Image location labeling entries:
>> begin
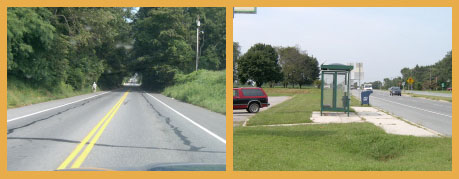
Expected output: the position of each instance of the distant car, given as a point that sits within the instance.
(367, 87)
(395, 91)
(251, 99)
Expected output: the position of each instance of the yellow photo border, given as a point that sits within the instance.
(229, 78)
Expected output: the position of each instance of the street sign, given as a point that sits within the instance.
(410, 80)
(245, 10)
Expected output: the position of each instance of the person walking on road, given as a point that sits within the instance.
(94, 87)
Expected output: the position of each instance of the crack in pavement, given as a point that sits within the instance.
(176, 130)
(106, 145)
(10, 131)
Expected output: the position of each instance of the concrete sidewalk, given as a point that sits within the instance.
(392, 125)
(388, 123)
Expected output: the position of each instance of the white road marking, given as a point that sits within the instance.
(192, 122)
(413, 107)
(53, 108)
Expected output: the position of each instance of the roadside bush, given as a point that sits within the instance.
(203, 88)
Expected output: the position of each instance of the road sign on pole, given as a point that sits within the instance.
(410, 80)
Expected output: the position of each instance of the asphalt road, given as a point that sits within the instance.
(125, 128)
(435, 115)
(429, 93)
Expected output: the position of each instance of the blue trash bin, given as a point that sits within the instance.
(365, 97)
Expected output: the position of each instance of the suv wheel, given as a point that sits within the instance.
(253, 108)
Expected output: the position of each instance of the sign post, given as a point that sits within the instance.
(410, 81)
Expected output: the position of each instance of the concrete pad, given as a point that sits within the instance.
(334, 117)
(391, 124)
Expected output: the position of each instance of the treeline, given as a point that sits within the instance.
(166, 42)
(52, 47)
(430, 77)
(263, 63)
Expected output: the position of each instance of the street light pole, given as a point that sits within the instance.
(198, 23)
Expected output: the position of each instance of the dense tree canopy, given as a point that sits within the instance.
(428, 77)
(77, 46)
(260, 64)
(298, 67)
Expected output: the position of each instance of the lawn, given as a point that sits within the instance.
(23, 94)
(337, 147)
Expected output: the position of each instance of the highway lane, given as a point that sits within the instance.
(130, 128)
(435, 115)
(429, 93)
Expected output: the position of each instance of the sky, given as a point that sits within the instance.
(384, 39)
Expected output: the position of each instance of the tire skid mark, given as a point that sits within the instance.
(176, 130)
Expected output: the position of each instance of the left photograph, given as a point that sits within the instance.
(112, 88)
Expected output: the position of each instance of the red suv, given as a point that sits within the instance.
(251, 99)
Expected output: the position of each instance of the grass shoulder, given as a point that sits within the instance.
(438, 98)
(336, 147)
(298, 109)
(202, 88)
(23, 94)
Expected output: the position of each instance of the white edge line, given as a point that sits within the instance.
(413, 107)
(53, 108)
(192, 122)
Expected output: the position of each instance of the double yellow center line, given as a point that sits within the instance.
(99, 128)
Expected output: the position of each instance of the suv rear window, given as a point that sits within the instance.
(235, 93)
(252, 92)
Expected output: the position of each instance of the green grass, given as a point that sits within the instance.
(22, 94)
(337, 147)
(202, 88)
(450, 99)
(296, 110)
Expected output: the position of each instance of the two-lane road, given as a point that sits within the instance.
(435, 115)
(125, 128)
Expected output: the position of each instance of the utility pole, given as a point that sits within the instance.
(198, 23)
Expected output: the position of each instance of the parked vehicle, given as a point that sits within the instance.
(367, 87)
(395, 91)
(251, 99)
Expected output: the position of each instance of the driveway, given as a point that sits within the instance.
(239, 116)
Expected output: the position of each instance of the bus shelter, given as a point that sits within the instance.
(335, 82)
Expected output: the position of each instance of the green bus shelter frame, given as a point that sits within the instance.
(335, 69)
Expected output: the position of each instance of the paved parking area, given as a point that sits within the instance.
(239, 116)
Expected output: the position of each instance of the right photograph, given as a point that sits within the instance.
(342, 88)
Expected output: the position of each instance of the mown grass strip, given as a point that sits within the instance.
(337, 147)
(202, 88)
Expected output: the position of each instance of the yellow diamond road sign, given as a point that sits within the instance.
(410, 80)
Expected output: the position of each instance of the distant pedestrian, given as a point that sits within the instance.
(94, 87)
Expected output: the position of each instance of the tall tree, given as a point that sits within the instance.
(298, 67)
(259, 64)
(236, 55)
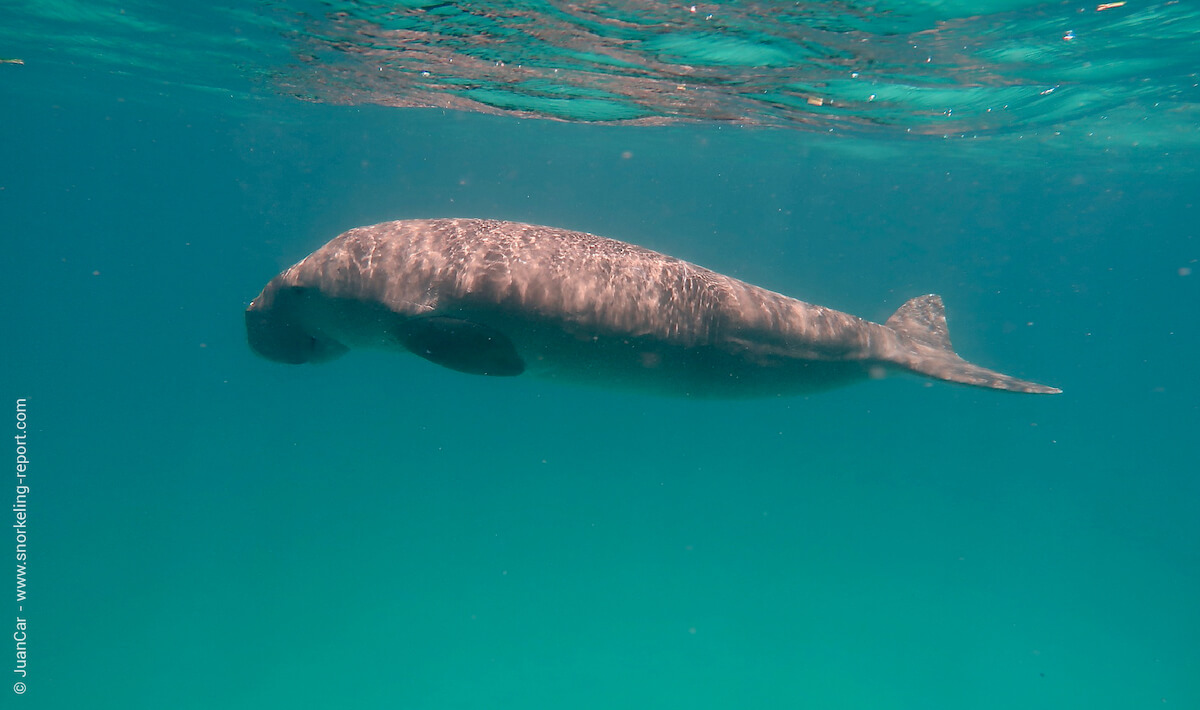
>> end
### Task goal
Edit the rows above by replacing every occurrence of "Expected output" with "Required result" and keeping all other text unchanged. Leave the pictures out of the answer.

### Expected answer
Required result: the position of each instance of the distant car, given as a point that sits within the instance.
(367, 87)
(395, 91)
(251, 99)
Required result: the position of each instance of the yellow photo border, given as a point that sits within the instance.
(229, 78)
Required result: the position of each instance of the street sign, given as a point that sits within the instance.
(410, 80)
(245, 10)
Required result: the position of each instance of the person walking on road, given as a point that sits within the instance.
(94, 87)
Required result: the position of each instance of the crack in pavement, given as a point that sits within the instance.
(176, 130)
(106, 145)
(10, 131)
Required result: the position of each instance of the concrete sidewalk, given as a point that sits within the instance.
(392, 125)
(388, 123)
Required result: the position of each instance of the white road marking, given as a point that sits within the instance.
(192, 122)
(413, 107)
(53, 108)
Required result: the position of each instance of the roadside bush, given as a point that sits within the instance.
(203, 88)
Required result: the position of each instance of the road sign on pole, given as a point that sits within the instance.
(410, 80)
Required result: the position of each instance of the asphalt road, given as a point that sits within the instance.
(125, 128)
(435, 115)
(429, 93)
Required result: the position of each instance of the blue trash bin, given as a point that sits within the instance.
(365, 97)
Required result: the position of each instance of the suv wheel, given as a point that sits within the instance.
(253, 108)
Required result: the position of each instance of the sign post, given as a point that sits within the instance.
(410, 81)
Required result: the position of each instance of the concrete pad, given as a point that sits within the instance.
(334, 117)
(391, 124)
Required result: the position of each instance of the treeline, given as a point that sits within the instance.
(166, 42)
(52, 47)
(430, 77)
(263, 63)
Required result: the position of each instance of the street light pole, given as a point that sits within the instance.
(198, 23)
Required result: the position of each instance of the dense tree canopy, given as a point that sits within the instance.
(428, 77)
(77, 46)
(260, 64)
(298, 67)
Required result: the position of each instance of the lawn, given as a point that sits within the instance.
(23, 94)
(337, 147)
Required result: the position of each instance of the highway lane, given as a point that sits within the instance.
(130, 128)
(435, 115)
(429, 93)
Required result: the position of each instance of the sky, given as a point that sits within the instance.
(384, 39)
Required result: the position of each instance of the tire skid mark, given as a point that sits within the instance.
(176, 130)
Required result: the position of each instance of the left photograph, given as a point that sits within the instance.
(112, 88)
Required result: the position of each instance of the red suv, given as a point that sits within the instance.
(251, 99)
Required result: the position of each instance of the grass shoulder, given as a point that sits within the instance.
(438, 98)
(336, 147)
(298, 109)
(202, 88)
(23, 94)
Required result: the position of each instance of the white edge line, given as a point that sits within the instance.
(413, 107)
(53, 108)
(192, 122)
Required result: the position of each instance of the double yellow center line, given as a point that sits within the instance.
(99, 128)
Required result: the position of each instance of the suv rear window, given as a point that sits within the instance.
(235, 93)
(252, 92)
Required result: the position of each instance of the green grass, given as a point that sits within the instance.
(22, 94)
(337, 147)
(202, 88)
(450, 99)
(296, 110)
Required result: the position of each instance of the two-lane road, given as a point that sits within the instance.
(435, 115)
(125, 128)
Required result: the position of each instance of the utility pole, given as a point that sits within the instance.
(198, 23)
Required result: the position of each instance of the parked vehicle, given as a point that sits within the instance.
(367, 87)
(395, 91)
(251, 99)
Required result: the position of each instance of the driveway, given as a point that sits within the instance.
(239, 116)
Required result: the position of each instance of the bus shelter, given as a point that sits within the instance.
(335, 82)
Required result: the position of each instance of the green bus shelter frame, given as a point that sits within the instance.
(335, 69)
Required result: the position of each instance of the paved parking area, given as a point that sits within the instance.
(239, 116)
Required result: the position of each instance of the right photograph, given as a point that sits within the instance.
(342, 88)
Required result: the position of each instance of the mown grass strip, given as a point that sits within the instance.
(337, 147)
(202, 88)
Required result: the position of each instance of the yellow diamond road sign, given as a point that sits within the instance.
(410, 80)
Required result: the position of each instance of the distant pedestrian, given as a point that sits within the instance.
(94, 87)
Required result: the position of each instance of the tall tree, given as a point that sits within the instance.
(298, 67)
(259, 64)
(236, 55)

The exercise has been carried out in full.